> [Consegna a]: Traduci in inglese questa frase del brano sui trasporti: "Ora, quindi, inizia un quinquennio che potrebbe regalare un’occasione positiva proprio nel comparto dell’offerta infrastrutturale del Paese."

Nel 1984 il governo varò la legge 245 attraverso cui fu possibile redigere il Piano generale dei trasporti: un Piano che, come ho più volte precisato, rimane senza dubbio un riferimento portante di tutte le scelte che hanno consentito al nostro Paese di non rimanere fermo nella costruzione di un’offerta infrastrutturale sempre più adeguata a una domanda di trasporto in continua evoluzione.
L’ESIGENZA DI UN SUD UNITO
Senza il Piano generale dei trasporti, lo ricordo solamente per evitare che qualcuno lo dimentichi, non avremmo avuto i nuovi valichi ferroviari, non avremmo avuto gli interporti, non avremmo avuto 250 chilometri di nuove reti metropolitane, non avremmo avuto gli assi ferroviari ad alta velocità, non avremmo svolto un ruolo determinante nella definizione delle Reti Ten-T, non avremmo avuto la trasformazione delle Ferrovie dello Stato e dell’Anas in società per azioni, ecc.
Nel 2001 il governo varò la legge 443 (legge Obiettivo): una legge che al suo interno conteneva il Programma delle infrastrutture strategiche attraverso il quale fu possibile trasformare le intuizioni programmatiche del Piano generale dei trasporti in interventi organici e concreti.
Ora, quindi, inizia un quinquennio che potrebbe regalare un’occasione positiva proprio nel comparto dell’offerta infrastrutturale del Paese. Questa volta c’è un fatto nuovo: sia nel 1984, sia nel 2001 il processo pianificatorio e le coperture finanziarie del processo venivano garantite all’interno delle leggi di spesa del Paese e, al massimo, le si sottoponevano alla attenzione dell’Unione europea per consentirne l’inserimento nel programma comunitario delle Reti Ten-T.

> [Dati dell'esercizio]:
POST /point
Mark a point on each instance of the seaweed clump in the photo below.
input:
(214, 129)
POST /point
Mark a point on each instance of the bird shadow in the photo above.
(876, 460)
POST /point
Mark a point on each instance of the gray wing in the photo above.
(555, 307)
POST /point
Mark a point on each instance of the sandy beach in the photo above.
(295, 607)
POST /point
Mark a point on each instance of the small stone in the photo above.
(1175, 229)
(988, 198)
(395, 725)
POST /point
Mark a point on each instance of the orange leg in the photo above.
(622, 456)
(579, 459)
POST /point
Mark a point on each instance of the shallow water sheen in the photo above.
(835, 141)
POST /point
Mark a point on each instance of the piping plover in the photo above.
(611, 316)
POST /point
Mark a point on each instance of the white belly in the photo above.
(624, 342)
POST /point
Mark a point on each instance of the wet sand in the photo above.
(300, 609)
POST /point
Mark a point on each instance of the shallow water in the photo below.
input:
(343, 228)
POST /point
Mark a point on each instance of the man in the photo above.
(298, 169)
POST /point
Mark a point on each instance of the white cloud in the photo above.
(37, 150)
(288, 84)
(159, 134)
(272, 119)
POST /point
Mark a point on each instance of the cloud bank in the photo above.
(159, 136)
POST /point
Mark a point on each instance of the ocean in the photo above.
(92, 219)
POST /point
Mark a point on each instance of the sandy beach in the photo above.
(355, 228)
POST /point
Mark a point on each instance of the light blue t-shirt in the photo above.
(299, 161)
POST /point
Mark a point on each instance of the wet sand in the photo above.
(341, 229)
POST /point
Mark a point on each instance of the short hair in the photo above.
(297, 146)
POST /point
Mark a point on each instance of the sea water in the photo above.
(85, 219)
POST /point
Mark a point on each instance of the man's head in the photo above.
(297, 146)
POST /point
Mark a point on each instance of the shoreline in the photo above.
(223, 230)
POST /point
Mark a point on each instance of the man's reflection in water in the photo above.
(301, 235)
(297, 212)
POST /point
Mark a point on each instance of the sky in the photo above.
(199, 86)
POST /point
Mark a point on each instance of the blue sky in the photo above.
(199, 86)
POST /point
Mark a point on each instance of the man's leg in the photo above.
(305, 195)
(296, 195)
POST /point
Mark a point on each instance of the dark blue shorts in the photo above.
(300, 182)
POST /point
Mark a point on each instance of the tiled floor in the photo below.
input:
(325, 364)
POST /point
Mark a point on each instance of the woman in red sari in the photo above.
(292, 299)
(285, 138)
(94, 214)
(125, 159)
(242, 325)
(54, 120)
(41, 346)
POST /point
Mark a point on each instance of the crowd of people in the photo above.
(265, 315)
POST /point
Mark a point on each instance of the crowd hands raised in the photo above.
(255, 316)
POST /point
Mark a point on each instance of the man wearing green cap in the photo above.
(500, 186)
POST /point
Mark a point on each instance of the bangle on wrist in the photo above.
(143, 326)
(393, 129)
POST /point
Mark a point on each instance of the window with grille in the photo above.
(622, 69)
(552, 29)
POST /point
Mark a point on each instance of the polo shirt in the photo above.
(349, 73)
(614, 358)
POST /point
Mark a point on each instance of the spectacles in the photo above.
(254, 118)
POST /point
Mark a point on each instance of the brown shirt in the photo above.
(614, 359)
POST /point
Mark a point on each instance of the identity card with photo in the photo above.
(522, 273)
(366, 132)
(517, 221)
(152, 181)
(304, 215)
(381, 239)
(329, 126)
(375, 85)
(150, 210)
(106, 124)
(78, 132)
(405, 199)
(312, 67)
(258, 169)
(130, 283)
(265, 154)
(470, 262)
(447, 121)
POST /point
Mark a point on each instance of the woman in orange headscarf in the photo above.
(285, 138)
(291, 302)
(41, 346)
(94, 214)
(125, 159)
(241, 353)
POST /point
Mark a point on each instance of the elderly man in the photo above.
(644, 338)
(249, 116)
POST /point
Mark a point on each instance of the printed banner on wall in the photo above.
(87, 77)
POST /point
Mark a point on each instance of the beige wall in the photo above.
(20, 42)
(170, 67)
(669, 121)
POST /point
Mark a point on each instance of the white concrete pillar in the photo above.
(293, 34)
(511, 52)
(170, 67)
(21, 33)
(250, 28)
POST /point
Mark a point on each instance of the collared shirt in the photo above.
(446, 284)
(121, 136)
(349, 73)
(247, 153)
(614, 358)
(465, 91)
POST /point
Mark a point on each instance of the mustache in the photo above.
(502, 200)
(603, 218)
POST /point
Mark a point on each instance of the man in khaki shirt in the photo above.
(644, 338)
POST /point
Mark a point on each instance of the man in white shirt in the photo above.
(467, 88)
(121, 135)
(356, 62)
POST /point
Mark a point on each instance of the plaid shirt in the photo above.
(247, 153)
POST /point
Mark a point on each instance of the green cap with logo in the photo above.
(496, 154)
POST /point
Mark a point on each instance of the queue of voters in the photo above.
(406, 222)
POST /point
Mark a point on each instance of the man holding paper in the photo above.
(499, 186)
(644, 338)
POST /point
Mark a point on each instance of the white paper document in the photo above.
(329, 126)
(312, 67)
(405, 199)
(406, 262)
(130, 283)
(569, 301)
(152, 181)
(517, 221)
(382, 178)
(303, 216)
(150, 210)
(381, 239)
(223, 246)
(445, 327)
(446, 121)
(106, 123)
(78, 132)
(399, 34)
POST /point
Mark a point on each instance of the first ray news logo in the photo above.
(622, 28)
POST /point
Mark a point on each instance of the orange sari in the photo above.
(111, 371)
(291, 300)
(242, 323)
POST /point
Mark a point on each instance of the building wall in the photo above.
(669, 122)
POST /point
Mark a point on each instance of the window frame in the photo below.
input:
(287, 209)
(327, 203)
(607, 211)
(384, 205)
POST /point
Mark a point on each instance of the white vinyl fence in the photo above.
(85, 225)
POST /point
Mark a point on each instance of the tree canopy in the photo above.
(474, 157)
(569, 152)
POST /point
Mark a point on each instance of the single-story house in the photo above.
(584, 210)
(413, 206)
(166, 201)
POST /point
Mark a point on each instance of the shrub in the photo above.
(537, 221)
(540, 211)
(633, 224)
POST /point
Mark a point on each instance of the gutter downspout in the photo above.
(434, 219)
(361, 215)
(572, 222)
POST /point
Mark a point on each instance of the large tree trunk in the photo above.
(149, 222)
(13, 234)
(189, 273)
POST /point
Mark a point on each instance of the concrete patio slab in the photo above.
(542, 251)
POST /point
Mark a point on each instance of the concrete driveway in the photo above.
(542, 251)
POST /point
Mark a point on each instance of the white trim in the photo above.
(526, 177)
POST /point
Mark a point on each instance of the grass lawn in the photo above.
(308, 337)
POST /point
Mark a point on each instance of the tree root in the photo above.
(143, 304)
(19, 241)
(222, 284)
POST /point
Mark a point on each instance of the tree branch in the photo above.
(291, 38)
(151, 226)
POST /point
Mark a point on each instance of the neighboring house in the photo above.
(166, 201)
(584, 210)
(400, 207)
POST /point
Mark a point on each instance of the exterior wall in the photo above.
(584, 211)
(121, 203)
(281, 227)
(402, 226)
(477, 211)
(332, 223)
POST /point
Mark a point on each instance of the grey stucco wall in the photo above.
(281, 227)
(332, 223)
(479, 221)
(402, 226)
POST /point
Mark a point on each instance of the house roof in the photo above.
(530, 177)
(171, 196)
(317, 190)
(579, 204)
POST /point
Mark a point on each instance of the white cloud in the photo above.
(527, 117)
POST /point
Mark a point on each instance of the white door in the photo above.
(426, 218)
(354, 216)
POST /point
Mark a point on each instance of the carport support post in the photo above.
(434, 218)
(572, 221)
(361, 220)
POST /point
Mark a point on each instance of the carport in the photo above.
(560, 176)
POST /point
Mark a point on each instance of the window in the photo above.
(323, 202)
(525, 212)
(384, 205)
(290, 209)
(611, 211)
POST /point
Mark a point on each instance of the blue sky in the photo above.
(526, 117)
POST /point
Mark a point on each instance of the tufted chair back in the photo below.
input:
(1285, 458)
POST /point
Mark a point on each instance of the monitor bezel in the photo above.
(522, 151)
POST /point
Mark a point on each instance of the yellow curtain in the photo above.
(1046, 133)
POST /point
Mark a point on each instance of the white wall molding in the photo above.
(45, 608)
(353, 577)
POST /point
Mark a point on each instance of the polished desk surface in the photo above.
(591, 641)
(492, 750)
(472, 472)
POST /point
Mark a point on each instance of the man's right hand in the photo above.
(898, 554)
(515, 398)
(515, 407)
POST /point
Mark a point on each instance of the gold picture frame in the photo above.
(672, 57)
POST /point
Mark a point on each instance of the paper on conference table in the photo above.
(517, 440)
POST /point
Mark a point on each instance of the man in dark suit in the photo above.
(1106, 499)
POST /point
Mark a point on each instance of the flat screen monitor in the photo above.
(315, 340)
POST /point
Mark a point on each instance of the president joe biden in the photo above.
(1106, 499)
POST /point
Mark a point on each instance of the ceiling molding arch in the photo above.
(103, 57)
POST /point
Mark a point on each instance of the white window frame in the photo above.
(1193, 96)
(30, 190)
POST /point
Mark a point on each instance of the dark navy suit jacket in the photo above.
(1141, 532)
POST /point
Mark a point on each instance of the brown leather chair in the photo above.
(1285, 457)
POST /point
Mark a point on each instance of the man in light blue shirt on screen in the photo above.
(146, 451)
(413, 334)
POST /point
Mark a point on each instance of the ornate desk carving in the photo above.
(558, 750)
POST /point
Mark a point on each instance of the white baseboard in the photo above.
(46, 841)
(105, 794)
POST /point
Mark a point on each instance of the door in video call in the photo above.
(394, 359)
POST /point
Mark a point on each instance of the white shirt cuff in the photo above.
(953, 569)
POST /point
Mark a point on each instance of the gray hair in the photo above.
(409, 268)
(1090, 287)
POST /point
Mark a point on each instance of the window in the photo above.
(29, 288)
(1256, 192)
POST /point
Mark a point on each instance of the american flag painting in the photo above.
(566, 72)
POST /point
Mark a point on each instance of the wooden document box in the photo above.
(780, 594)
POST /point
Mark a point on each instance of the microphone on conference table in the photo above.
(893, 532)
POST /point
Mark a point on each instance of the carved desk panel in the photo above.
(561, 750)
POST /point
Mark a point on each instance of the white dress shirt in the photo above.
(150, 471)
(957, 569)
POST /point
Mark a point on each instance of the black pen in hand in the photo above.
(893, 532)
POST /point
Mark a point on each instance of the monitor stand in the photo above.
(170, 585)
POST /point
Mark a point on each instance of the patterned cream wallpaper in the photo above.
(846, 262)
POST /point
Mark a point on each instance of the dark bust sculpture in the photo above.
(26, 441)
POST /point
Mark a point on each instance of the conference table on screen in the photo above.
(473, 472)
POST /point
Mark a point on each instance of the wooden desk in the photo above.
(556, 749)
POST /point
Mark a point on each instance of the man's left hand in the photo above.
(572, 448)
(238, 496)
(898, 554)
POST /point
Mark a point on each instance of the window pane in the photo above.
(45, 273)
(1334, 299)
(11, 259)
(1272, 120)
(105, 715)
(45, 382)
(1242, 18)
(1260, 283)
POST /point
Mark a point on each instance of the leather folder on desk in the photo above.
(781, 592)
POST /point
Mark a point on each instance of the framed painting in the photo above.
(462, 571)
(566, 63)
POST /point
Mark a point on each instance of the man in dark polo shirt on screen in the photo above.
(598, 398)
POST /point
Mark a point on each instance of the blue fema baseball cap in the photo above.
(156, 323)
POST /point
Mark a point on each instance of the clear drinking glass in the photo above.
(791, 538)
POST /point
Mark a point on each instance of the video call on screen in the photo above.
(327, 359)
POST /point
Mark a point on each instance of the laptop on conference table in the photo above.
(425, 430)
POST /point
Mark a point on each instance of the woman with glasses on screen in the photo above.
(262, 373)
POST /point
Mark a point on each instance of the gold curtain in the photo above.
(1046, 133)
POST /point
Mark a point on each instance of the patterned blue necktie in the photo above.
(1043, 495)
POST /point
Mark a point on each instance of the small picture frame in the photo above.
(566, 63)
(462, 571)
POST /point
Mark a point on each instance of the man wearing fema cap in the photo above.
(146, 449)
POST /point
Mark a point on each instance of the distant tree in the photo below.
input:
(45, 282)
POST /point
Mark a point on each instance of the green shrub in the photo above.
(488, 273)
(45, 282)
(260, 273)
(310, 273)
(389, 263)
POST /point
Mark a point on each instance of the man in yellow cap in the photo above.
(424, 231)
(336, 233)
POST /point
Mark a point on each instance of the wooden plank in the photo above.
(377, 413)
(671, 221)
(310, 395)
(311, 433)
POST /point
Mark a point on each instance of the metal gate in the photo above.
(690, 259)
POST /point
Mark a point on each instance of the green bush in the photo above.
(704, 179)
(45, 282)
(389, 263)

> [Consegna b]: Restituisci tutte le righe dei record in cui compare la parola "wearing".

> [Risposta svolta a]: Now, therefore, a five-year period is beginning that could offer a positive opportunity precisely in the sector of the country's infrastructure supply.

> [Risposta svolta b]:
Mark a point on each instance of the man wearing green cap in the photo above.
Mark a point on each instance of the man wearing fema cap in the photo above.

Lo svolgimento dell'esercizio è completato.